◆ TAREFAS ◆
• 1. Segundo o texto, o que o eixo horizontal representa no sistema reticulado cartesiano dos planos existenciais?
• 2. Reproduza sem alterações o trecho do texto que começa em "Em um caminho" e termina em "e devemos transpô-las.".

Existem pedras no caminho (carmas que precisamos resgatar, situações que precisamos
passar), que os guias e Orishas não podem remover, mas, que nos auxiliam a transpor.
Contudo, esses obstáculos são reais e constam para a nossa superação e aprendizado.
Em um caminho do Odu Odi Juani, Eshu diz para um iniciado: “não sou seu criado e escravo, mas
sim o seu guardião”.
Então, não devemos cobrar das espiritualidades não termos que passar
aquilo que devemos passar por questão das consequências das nossas próprias personalidades
condutas e atitudes as quais nós mesmos causamos (carmas anteriores e atualmente
adquiridos). As espiritualidades nos ajudam a suportar, mas, não apagam os atos praticados e
essas pedras fomos nós mesmos quem as colocamos nos caminhos, e devemos transpô-las.
Temos que lembrar que as nossas experiências do presente (situações que vivemos –
consequências) são resultados das nossas escolhas do passado (atitudes – causas), assim como
as nossas experiências do amanhã dependem das nossas escolhas do hoje. E isso não resulta
dos Orishas e guias, mas, tão somente, do nosso próprio ori (cabeça) em razão das condutas.
Um grande pensamento e ditado do Candomblé expressa: “quando o ori não quer nem o
Orisha resolve”.
No sistema reticulado cartesiano dos planos existenciais, o horizontal representa o plano
material e o vertical o plano espiritual. No nosso processo evolutivo, fisicamente, estamos
habituados a fazer um desenvolvimento horizontal, estudamos e frequentamos faculdade para
nos tornarmos profissionais, adquirimos casa, bens de consumo e outros elementos materiais,
e tudo isso é do horizontal e pertencem ao corpo físico. Somos criados e educados para tal.
Mas nós precisamos também expandir aquilo que é necessário ao corpo emocional, isso
também precisa ser desenvolvido, é uma questão de fazer o melhor para a evolução da nossa
consciência, o que está diretamente relacionado ao nosso mental e espiritual, o vertical que
precisa ser valorizado. Quando conseguimos alinhar e ajustar os nossos sentimentos, estamos
equilibrando o nosso emocional, e por consequência, trabalhando no nosso espiritual.

◆ DADOS DISPONÍVEIS ◆

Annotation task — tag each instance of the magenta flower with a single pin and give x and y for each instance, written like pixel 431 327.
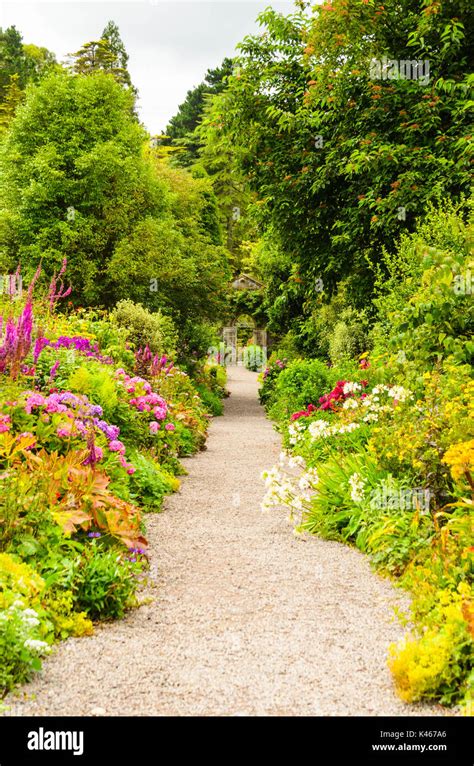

◆ RESPOSTAS POR TAREFA ◆
• 1. O plano material.

• 2.
Em um caminho do Odu Odi Juani, Eshu diz para um iniciado: “não sou seu criado e escravo, mas
sim o seu guardião”.
Então, não devemos cobrar das espiritualidades não termos que passar
aquilo que devemos passar por questão das consequências das nossas próprias personalidades
condutas e atitudes as quais nós mesmos causamos (carmas anteriores e atualmente
adquiridos). As espiritualidades nos ajudam a suportar, mas, não apagam os atos praticados e
essas pedras fomos nós mesmos quem as colocamos nos caminhos, e devemos transpô-las.